DESCRIPTION OF THE TASK
Print every record exactly, but leave out the pictures.
*** Block opens ***
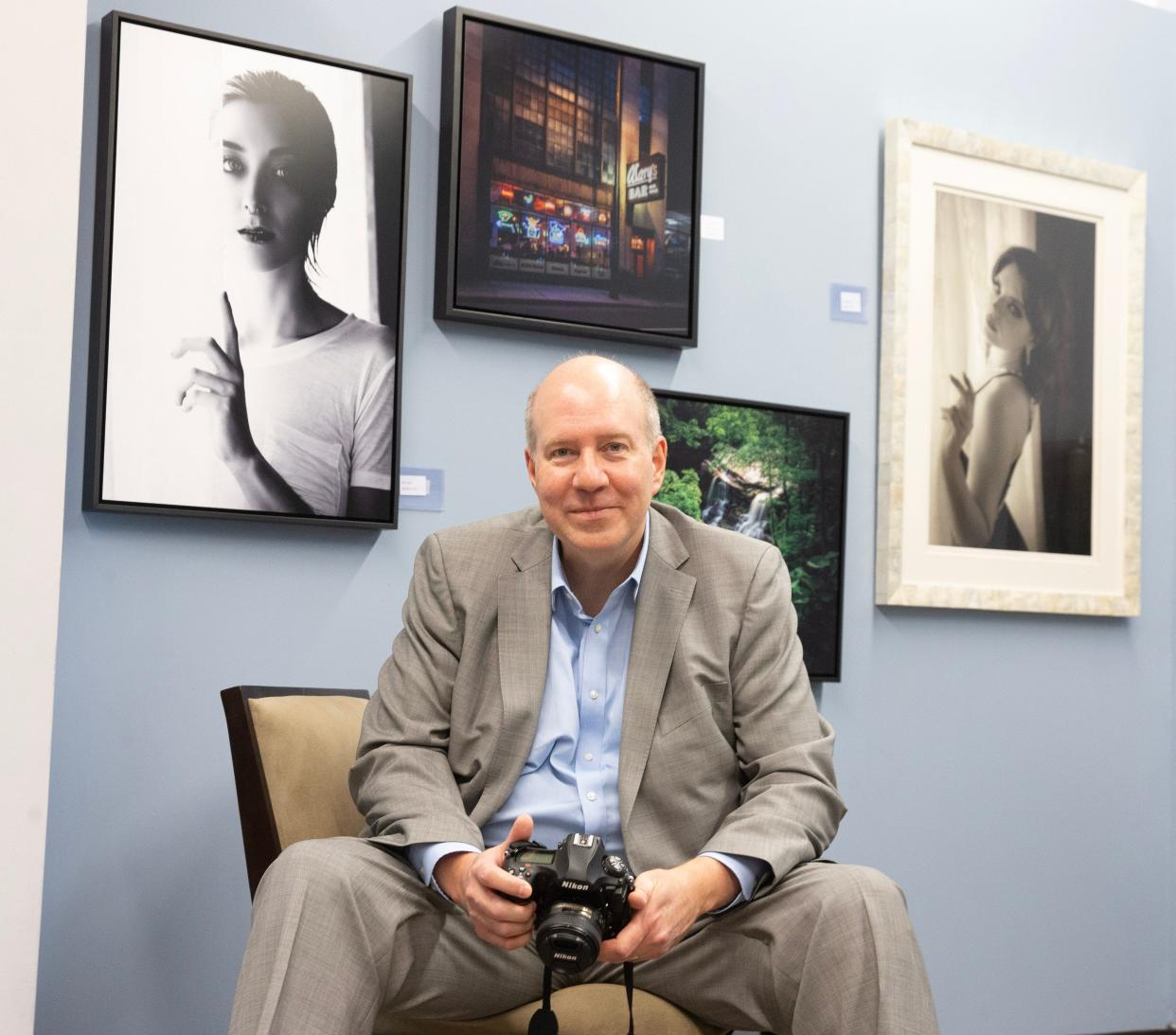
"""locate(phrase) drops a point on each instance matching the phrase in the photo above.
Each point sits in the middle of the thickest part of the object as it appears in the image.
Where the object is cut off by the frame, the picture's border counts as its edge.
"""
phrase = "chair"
(292, 748)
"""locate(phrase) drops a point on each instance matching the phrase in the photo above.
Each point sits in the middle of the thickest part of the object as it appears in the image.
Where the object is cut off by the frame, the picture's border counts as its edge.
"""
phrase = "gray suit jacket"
(721, 744)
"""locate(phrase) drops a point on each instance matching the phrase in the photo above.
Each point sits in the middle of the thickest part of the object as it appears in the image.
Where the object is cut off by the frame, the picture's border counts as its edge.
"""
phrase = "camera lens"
(568, 937)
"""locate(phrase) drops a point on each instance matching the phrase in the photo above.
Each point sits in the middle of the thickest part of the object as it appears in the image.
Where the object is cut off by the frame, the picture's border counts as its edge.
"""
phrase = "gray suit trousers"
(347, 940)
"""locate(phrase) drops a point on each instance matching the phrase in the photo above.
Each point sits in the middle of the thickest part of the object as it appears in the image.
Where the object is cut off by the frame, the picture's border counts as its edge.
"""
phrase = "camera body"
(581, 897)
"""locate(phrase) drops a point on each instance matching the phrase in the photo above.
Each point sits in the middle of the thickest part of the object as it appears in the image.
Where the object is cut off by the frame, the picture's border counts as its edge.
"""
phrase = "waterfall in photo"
(755, 521)
(716, 501)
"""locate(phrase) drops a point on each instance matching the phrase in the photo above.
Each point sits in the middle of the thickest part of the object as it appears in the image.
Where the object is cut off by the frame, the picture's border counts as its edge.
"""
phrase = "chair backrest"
(292, 748)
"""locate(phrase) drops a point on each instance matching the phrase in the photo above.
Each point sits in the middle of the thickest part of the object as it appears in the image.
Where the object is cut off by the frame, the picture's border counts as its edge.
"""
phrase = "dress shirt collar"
(560, 581)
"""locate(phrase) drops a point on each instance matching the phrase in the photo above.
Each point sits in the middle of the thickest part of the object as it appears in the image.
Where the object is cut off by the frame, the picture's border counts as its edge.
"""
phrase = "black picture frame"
(719, 451)
(584, 256)
(146, 62)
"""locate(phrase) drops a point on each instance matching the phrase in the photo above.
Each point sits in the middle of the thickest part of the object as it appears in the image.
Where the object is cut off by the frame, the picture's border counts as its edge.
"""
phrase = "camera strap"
(544, 1022)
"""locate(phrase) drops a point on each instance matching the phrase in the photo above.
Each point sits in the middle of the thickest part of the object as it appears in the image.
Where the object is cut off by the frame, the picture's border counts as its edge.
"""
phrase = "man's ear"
(660, 453)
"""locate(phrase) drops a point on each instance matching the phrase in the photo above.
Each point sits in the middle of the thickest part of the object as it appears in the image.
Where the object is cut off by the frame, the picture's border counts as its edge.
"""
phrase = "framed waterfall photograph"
(1009, 394)
(569, 184)
(248, 275)
(775, 473)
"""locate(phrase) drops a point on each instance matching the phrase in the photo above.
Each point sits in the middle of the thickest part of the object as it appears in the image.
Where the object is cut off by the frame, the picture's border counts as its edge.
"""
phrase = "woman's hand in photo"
(222, 392)
(958, 418)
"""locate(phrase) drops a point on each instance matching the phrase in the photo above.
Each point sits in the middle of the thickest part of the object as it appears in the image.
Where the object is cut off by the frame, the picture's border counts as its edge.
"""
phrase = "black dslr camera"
(581, 897)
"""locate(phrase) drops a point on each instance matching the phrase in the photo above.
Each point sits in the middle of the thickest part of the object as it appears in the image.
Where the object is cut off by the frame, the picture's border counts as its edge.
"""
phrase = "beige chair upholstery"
*** Block closes ***
EXERCISE RESPONSE
"""locate(phrase) drops a point on each instance matching the phrase in the photo above.
Each point sits in the middle of the thickest part of the object as it appears in the image.
Where the object is cut off by the frame, the picture's border counts as its edge.
"""
phrase = "chair"
(292, 748)
"""locate(phrase) drops a point on each instance matching the phrase in the photo above.
Each point sits in the middle of the thickest part of the object as it appears in the image.
Where the object is cut off by the frame, the picture's border counts as its edge.
"""
phrase = "gray suit jacket"
(721, 744)
"""locate(phrase) drops a point on each instance matching the phrase in the photo above.
Each point sits in the middle of the thickest part of the object as it appears in the image.
Where the object is cut off by the frame, the picture's border counts as its edge.
"""
phrase = "camera lens"
(568, 937)
"""locate(phrase) drops a point on each instance matching the phrase in the photo above.
Each point sits in the middle of the thickest part of the object as it appears in the image.
Where the object is cut off by the frame, the picture's border counts as its edge.
"""
phrase = "gray suit trousers"
(347, 940)
"""locate(phrase) drops a point on each instance matching the phrase in the photo above.
Each point sits in the middle of the thickest part of the object as it appears in the image.
Where the object is cut off by the frame, the picture's border counts as its edge.
"""
phrase = "camera body"
(581, 897)
"""locate(phrase) drops a point on each instance matching the phrase in the photo above.
Each point sits in the middle of the thickest part of the object as it appears in the image.
Where the object is cut off by the frame, the picture's border counts as its edge.
"""
phrase = "waterfall in photo"
(755, 521)
(716, 501)
"""locate(phrase) drops a point on each instance matching the phrase in the photo above.
Each point sits in the middle of the thickest part of the object as it appears in the image.
Where the object is cut off by the frame, the picture's border counts as its edge.
"""
phrase = "chair backrest"
(292, 748)
"""locate(phrase) drops a point on each instance matching the phrase in the photo above.
Each point sits in the middle of the thickest part of the object as it appears in the image.
Where the object is cut off by the frame, the picture's border counts as its edge.
"""
phrase = "dress shirt collar"
(560, 581)
"""locate(phrase) drops a point on each instance matching the phrase in the photo above.
Each point sits in the middle of the thickest part of the object as it appears in the image.
Where the object is cut off by the frame, the picture's border counts as its edge.
"""
phrase = "black picture frame"
(719, 451)
(584, 256)
(146, 62)
"""locate(phrase) drops a point on each instance matching the phrase in the photo above.
Each point sits in the middle of the thickest part of the object as it appears in the image.
Where the object is cut off by the frame, the picture's border counts as its edge.
"""
phrase = "camera strap"
(544, 1022)
"""locate(phrase) drops a point on each instance matching the phrase in the photo above.
Each point sits in the middle of the thickest part of the object as it appears in the image.
Where the object is cut off by the frame, the picture's border counts as its edge.
"""
phrase = "man's ear"
(660, 453)
"""locate(phrase) drops a point on each instance matching the phrase in the photo above.
Each point sits in the middle of the thickest part of the object as it appears in the image.
Where the object is cut off by the frame, the picture's border counts as its edge.
"""
phrase = "framed waterfall photograph"
(1009, 394)
(569, 184)
(248, 275)
(775, 473)
"""locate(phrase) drops a point on each instance matching the phrase in the photo above.
Each point sits in the middle of the thickest part of the object as it appears in the image.
Where the object is cut off by the frame, the picture's border counts as its edge.
"""
phrase = "woman's hand in photo"
(222, 392)
(958, 418)
"""locate(phrase) drops a point on each instance matching the phrase in the photo above.
Each point sits in the middle of the thickest part of the object as it appears in the image.
Where the object is cut off by the frame, the picture's border counts as its edge.
"""
phrase = "black dslr camera"
(581, 897)
"""locate(phrase) drops a point on each instance matching the phrase in the photo above.
Each point sits in the middle of the thickest part of the object as it appears in the image.
Where the object is cut off by the frame, the picture's border counts as its edge.
"""
phrase = "beige chair upholstery"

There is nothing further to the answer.